* TEXT PASSAGE:
***

Student Foiled in Bid to Ban “Pornography” of Sandman, Persepolis, Y: The Last Man, Fun Home

Persepolis Y The Last Man Gaiman Sandman Bechdel

“Persepolis,” “Y: The Last Man,” “Sandman: The Doll’s House” and “Fun Home” are all critically acclaimed graphic novels.

A student at Crafton Hills College in Yucaipa, California, has failed in her bid to strike four critically-acclaimed graphic novels from the syllabus of an English literature course on graphic novels.

Using an exceptionally broad definition of the term, Tara Shultz, 20, called the works “pornographic,” and added that she was disappointed that the school would assign material containing “pedophilia and … rape jokes and murder and absolutely horrible graphic violence.”

The works that Shultz and her parents found unacceptable are Marjane Satrapi’s Persepolis, Alison Bechdel’s Fun Home, the first volume of Brian K. Vaughan and Pia Guerra’s Y: The Last Man and Neil Gaiman, Mike Dringenberg & Co.’s The Sandman: The Doll’s House.

“It was shocking,” Shultz said, according to the Redlands Daily Facts. “I didn’t expect to open the book and see that graphic material within. I expected Batman and Robin, not pornography.”

***

* GIVEN ENTRIES:
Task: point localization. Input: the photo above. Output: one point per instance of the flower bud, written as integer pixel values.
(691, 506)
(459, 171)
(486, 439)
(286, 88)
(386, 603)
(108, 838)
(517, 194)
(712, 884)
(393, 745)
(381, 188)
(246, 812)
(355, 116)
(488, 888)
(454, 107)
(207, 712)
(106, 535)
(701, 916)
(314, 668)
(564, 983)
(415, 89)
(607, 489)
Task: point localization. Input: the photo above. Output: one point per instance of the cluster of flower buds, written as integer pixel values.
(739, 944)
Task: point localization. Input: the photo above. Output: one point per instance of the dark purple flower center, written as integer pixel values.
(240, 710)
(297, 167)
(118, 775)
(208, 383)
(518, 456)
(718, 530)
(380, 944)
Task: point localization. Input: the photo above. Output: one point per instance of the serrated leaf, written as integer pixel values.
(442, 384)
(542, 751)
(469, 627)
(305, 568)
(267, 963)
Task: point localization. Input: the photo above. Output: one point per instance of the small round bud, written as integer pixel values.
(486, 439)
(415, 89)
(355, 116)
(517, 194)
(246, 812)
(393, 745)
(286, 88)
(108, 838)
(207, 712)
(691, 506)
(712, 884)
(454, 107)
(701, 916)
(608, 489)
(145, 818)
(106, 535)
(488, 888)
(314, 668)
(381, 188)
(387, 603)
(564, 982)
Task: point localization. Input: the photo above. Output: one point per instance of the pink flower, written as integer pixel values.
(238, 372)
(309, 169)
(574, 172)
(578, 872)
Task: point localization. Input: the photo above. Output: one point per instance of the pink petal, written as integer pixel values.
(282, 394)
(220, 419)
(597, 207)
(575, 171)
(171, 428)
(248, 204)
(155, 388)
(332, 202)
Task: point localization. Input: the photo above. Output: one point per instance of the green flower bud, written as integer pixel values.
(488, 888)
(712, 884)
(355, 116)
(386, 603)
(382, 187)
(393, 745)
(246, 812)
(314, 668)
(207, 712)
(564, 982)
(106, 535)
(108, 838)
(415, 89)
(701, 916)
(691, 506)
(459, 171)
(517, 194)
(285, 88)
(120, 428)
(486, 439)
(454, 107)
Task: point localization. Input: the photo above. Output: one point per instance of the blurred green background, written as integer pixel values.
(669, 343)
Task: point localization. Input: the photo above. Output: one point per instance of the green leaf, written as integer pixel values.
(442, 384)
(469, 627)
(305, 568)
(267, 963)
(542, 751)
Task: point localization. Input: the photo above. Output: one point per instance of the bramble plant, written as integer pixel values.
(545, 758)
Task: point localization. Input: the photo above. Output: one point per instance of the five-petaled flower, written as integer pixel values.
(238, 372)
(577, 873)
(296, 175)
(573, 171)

***

* YOUR TASK: Pick up the news story about the Crafton Hills College student's bid to remove four graphic novels from a course and continue it from its last sentence.

* ANSWER TO THE PROBLEM:
“At least get a warning on the books,” Shultz added. “At most I would like the books eradicated from the system. I don’t want them taught anymore. I don’t want anyone else to have to read this garbage.”

Tara’s father, Greg Shultz, chimed in with the strangely-worded comment that “If they (had) put a disclaimer on this, we wouldn’t have taken the course.”

Cheryl Marshall, the school’s president, announced that the books would not be removed from the syllabus. “I support the college’s policy on academic freedom which requires an open learning environment at the college. Students have the opportunity to study controversial issues and arrive at their own conclusions and faculty are to support the student’s right to freedom of inquiry. We want students to learn and grow from their college experiences; sometimes this involves reaffirming one’s values while other times beliefs and perspectives change.”

Unfortunately, Shultz and her parents did not completely fail in their ridiculous efforts. Going forward, the course will come with a disclaimer.

A follow-up article in the Redlands Daily Facts reported that Greg Shultz intends to take the issue to the San Bernardino Community College District Board of Directors and has reached out to state lawmakers.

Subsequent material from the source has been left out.